● **EXERCISE OBJECTIVE**: Would you print every entry exactly as it appears?

================================

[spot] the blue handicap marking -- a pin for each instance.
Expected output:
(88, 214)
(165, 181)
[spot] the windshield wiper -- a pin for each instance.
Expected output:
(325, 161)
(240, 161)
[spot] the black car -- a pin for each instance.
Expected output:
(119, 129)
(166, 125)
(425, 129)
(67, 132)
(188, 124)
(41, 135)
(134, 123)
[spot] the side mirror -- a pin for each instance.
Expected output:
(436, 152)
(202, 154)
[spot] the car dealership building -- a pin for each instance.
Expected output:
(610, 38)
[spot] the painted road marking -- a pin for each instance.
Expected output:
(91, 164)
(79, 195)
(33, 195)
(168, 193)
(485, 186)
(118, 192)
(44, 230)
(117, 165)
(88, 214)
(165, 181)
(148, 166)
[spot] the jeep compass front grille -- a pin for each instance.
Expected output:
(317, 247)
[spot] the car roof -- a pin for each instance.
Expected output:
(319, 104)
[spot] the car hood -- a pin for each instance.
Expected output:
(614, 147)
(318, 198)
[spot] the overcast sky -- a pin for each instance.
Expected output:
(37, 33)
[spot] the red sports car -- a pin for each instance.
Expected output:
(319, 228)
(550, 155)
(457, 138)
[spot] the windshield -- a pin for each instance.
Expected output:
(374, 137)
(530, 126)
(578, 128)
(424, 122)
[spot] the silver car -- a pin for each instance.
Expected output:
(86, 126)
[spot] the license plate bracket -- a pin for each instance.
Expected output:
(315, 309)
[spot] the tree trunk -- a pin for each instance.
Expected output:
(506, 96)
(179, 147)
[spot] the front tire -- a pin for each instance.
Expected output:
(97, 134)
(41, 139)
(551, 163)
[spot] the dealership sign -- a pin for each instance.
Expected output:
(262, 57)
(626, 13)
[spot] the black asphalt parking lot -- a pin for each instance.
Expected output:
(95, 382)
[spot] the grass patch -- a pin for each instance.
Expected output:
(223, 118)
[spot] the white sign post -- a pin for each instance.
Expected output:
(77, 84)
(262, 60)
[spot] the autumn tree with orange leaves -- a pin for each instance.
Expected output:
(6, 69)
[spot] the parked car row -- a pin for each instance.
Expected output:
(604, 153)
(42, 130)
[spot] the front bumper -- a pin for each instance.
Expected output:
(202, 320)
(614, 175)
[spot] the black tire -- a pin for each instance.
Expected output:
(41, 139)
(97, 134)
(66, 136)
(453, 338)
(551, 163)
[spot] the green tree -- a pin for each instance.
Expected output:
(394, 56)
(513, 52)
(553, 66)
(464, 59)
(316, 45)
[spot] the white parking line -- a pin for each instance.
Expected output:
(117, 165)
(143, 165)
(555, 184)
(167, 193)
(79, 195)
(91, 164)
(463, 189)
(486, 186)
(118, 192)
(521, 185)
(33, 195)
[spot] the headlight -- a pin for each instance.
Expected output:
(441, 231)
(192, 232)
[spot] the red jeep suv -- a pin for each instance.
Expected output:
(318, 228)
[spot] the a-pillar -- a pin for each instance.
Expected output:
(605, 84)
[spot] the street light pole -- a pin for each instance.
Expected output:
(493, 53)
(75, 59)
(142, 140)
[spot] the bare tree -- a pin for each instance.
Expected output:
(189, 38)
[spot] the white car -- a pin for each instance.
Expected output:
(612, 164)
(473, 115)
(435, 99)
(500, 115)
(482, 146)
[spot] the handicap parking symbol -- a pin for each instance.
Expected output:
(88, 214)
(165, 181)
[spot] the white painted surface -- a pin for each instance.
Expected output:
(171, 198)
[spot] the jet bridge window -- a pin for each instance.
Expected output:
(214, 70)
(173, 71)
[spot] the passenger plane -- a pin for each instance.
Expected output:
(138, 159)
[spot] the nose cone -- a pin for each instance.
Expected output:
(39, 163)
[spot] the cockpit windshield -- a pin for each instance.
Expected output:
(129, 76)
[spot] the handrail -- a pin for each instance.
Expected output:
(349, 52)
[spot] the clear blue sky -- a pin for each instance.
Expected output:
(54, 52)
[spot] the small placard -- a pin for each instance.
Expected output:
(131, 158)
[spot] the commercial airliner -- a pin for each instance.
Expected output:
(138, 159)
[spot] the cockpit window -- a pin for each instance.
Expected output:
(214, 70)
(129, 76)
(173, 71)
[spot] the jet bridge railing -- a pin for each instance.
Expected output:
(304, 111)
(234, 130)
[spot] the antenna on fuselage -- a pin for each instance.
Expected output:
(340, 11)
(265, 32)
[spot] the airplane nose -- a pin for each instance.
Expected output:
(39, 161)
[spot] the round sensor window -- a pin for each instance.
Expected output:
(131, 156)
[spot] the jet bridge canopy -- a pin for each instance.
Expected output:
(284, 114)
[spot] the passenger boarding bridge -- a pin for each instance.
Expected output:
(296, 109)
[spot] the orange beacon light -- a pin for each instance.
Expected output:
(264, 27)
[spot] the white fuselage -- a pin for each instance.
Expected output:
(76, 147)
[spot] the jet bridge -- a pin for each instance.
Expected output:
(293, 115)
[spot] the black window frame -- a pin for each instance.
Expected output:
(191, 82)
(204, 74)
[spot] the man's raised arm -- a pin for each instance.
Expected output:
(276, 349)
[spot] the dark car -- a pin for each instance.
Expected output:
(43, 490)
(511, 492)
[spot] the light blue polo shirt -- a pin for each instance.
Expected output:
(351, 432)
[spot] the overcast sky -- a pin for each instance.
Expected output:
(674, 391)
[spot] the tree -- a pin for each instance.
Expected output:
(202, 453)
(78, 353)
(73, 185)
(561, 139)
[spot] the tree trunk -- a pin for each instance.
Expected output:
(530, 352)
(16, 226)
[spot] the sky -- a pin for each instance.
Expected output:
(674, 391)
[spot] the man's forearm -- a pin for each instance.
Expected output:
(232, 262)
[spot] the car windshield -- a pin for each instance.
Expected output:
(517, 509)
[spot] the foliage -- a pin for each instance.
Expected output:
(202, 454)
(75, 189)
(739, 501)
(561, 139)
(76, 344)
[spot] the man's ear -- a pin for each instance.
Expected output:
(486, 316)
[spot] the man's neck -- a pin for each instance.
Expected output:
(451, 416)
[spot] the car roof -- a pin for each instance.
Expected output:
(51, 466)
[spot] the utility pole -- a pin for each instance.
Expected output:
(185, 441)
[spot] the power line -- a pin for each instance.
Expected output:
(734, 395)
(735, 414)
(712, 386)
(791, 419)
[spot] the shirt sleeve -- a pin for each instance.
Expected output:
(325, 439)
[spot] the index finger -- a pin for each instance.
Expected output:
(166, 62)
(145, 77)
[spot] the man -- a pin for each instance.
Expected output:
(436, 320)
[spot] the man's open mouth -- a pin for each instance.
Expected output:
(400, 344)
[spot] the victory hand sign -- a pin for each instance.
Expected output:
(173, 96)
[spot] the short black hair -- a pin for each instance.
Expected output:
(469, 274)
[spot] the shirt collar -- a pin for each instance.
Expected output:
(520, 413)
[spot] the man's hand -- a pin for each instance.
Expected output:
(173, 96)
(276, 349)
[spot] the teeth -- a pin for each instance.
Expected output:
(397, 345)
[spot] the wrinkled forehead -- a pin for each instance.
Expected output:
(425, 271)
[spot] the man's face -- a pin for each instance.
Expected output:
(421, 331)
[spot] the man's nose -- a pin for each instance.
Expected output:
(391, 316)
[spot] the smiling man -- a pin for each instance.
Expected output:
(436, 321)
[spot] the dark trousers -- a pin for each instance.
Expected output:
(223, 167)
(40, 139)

================================

● **SOLUTION**:
[spot] the blue handicap marking -- a pin for each instance.
Expected output:
(88, 214)
(165, 181)
[spot] the windshield wiper -- a pin for each instance.
Expected output:
(325, 161)
(240, 161)
[spot] the black car -- a pin for each instance.
Expected output:
(119, 129)
(166, 125)
(425, 129)
(67, 132)
(188, 124)
(41, 135)
(134, 123)
[spot] the side mirror -- a pin for each instance.
Expected output:
(436, 152)
(202, 154)
[spot] the car dealership building -- a pin for each instance.
Expected output:
(610, 38)
[spot] the painted road marking -- a pin for each instance.
Expected output:
(91, 164)
(79, 195)
(33, 195)
(168, 193)
(485, 186)
(118, 192)
(44, 230)
(117, 165)
(88, 214)
(165, 181)
(148, 166)
[spot] the jeep compass front grille -- a pin for each instance.
Expected output:
(317, 247)
[spot] the car roof -- a pin for each instance.
Expected output:
(319, 104)
[spot] the car hood -- a pin for each instance.
Expected output:
(614, 147)
(318, 198)
[spot] the overcast sky -- a pin for each instance.
Expected output:
(37, 33)
[spot] the red sports car -- a pin for each instance.
Expected output:
(319, 228)
(550, 155)
(457, 138)
[spot] the windshield -- a pin for each instance.
Expected output:
(374, 137)
(530, 126)
(578, 128)
(424, 122)
[spot] the silver car -- a pin for each instance.
Expected output:
(86, 126)
[spot] the license plate bracket -- a pin for each instance.
Expected output:
(315, 309)
[spot] the tree trunk -- a pin for each instance.
Expected output:
(506, 96)
(179, 147)
[spot] the front tire -- a pin for each instance.
Expected output:
(97, 134)
(41, 139)
(551, 163)
[spot] the dealership sign -- a pin for each instance.
Expected output:
(262, 57)
(626, 13)
[spot] the black asphalt parking lot -- a pin for each instance.
Expected output:
(95, 382)
[spot] the grass patch -- a pin for each instance.
Expected output:
(223, 118)
[spot] the white sign post -- a pin for each instance.
Expected output:
(77, 84)
(262, 60)
[spot] the autumn tree with orange leaves -- a pin for each instance.
Expected output:
(6, 69)
[spot] the parked car row -- a pin for each instance.
Expected output:
(604, 153)
(42, 130)
[spot] the front bumper -- a pin for each instance.
Expected output:
(202, 320)
(614, 175)
[spot] the black tire -- a pin for each instance.
Expected output:
(41, 139)
(97, 134)
(66, 136)
(453, 338)
(551, 163)
[spot] the green tree -- a pin for each instance.
Expected output:
(394, 56)
(513, 52)
(553, 66)
(464, 59)
(316, 45)
[spot] the white parking line -- a pin for each instance.
Expected output:
(117, 165)
(143, 165)
(555, 184)
(167, 193)
(79, 195)
(91, 164)
(463, 189)
(486, 186)
(118, 192)
(521, 185)
(33, 195)
[spot] the headlight -- a pin for each instance.
Expected output:
(441, 231)
(192, 232)
[spot] the red jeep suv -- a pin for each instance.
Expected output:
(318, 228)
[spot] the a-pillar -- a pin for each instance.
Expected output:
(605, 84)
[spot] the street light pole -- a pin for each instance.
Expected output:
(493, 53)
(75, 59)
(142, 140)
[spot] the bare tree -- a pin for each instance.
Expected output:
(189, 38)
[spot] the white car -- a pin for each instance.
Expected output:
(612, 164)
(473, 115)
(435, 99)
(500, 115)
(482, 146)
[spot] the handicap parking symbol -- a pin for each instance.
Expected output:
(88, 214)
(165, 181)
[spot] the white painted surface -- a pin for each instance.
Expected output:
(171, 198)
[spot] the jet bridge window -- a pin for each instance.
Expected output:
(214, 70)
(173, 71)
[spot] the passenger plane -- a pin for each instance.
Expected output:
(138, 159)
[spot] the nose cone -- a pin for each instance.
Expected output:
(39, 163)
[spot] the cockpit windshield -- a pin for each instance.
Expected output:
(129, 76)
[spot] the handrail -- a pin for each instance.
Expected output:
(349, 52)
[spot] the clear blue sky -- a pin for each instance.
Expected output:
(54, 52)
[spot] the small placard -- a pin for each instance.
Expected output:
(131, 158)
[spot] the commercial airliner -- a pin for each instance.
Expected output:
(138, 159)
[spot] the cockpit window -- a pin for each instance.
Expected output:
(214, 70)
(129, 76)
(173, 71)
[spot] the jet bridge railing -- a pin for each instance.
Expected output:
(304, 111)
(234, 130)
[spot] the antenna on fuselage -- a pin for each instance.
Expected output:
(340, 11)
(265, 32)
[spot] the airplane nose -- a pin for each instance.
Expected output:
(39, 161)
[spot] the round sensor window -- a pin for each instance.
Expected output:
(131, 156)
[spot] the jet bridge canopy -- a pin for each instance.
Expected output:
(284, 114)
[spot] the passenger boarding bridge -- a pin for each instance.
Expected output:
(296, 109)
[spot] the orange beacon light -- a pin for each instance.
Expected output:
(264, 27)
[spot] the white fuselage -- a pin for each instance.
Expected output:
(76, 147)
[spot] the jet bridge -- a pin for each instance.
Expected output:
(293, 115)
[spot] the black window frame -- a pin for each instance.
Expected output:
(191, 82)
(204, 74)
[spot] the man's raised arm -- a pin for each instance.
Expected output:
(276, 349)
[spot] the dark car -- a pin for each instance.
Expected output:
(43, 490)
(511, 492)
[spot] the light blue polo shirt -- a pin for each instance.
Expected output:
(351, 432)
[spot] the overcast sky -- a pin for each instance.
Expected output:
(674, 391)
[spot] the tree -- a pin for each instance.
Expected output:
(202, 453)
(78, 353)
(73, 185)
(561, 139)
[spot] the tree trunk -- a pin for each instance.
Expected output:
(530, 352)
(16, 226)
[spot] the sky -- a pin for each instance.
Expected output:
(674, 391)
[spot] the man's forearm -- a pin for each instance.
Expected output:
(232, 262)
[spot] the car windshield -- a pin for each instance.
Expected output:
(517, 509)
[spot] the foliage -- a pin for each instance.
Expected output:
(202, 454)
(75, 189)
(739, 501)
(561, 139)
(76, 344)
[spot] the man's ear -- a pin for each instance.
Expected output:
(486, 316)
[spot] the man's neck -- a pin for each instance.
Expected output:
(451, 416)
[spot] the car roof -- a pin for each instance.
Expected output:
(51, 466)
[spot] the utility pole -- a pin for each instance.
Expected output:
(185, 441)
[spot] the power line -- a pin for each instance.
Expected output:
(734, 395)
(735, 414)
(712, 386)
(791, 419)
[spot] the shirt sleeve -- a pin for each instance.
Expected output:
(325, 439)
[spot] the index finger -- a pin for each instance.
Expected output:
(166, 62)
(145, 77)
[spot] the man -- a pin for each instance.
Expected output:
(436, 320)
[spot] the man's open mouth -- a pin for each instance.
Expected output:
(400, 344)
[spot] the victory hand sign -- a pin for each instance.
Expected output:
(173, 96)
[spot] the short black hair -- a pin for each instance.
Expected output:
(469, 274)
[spot] the shirt collar -- a pin for each instance.
Expected output:
(520, 413)
[spot] the man's hand -- a pin for each instance.
Expected output:
(173, 96)
(276, 349)
[spot] the teeth -- a pin for each instance.
Expected output:
(397, 345)
[spot] the wrinkled forehead -- a pin for each instance.
Expected output:
(425, 271)
[spot] the man's face -- a pin for each instance.
Expected output:
(421, 331)
[spot] the man's nose -- a pin for each instance.
Expected output:
(391, 316)
[spot] the smiling man -- a pin for each instance.
Expected output:
(436, 321)
[spot] the dark trousers -- a pin for each instance.
Expected output:
(223, 167)
(40, 139)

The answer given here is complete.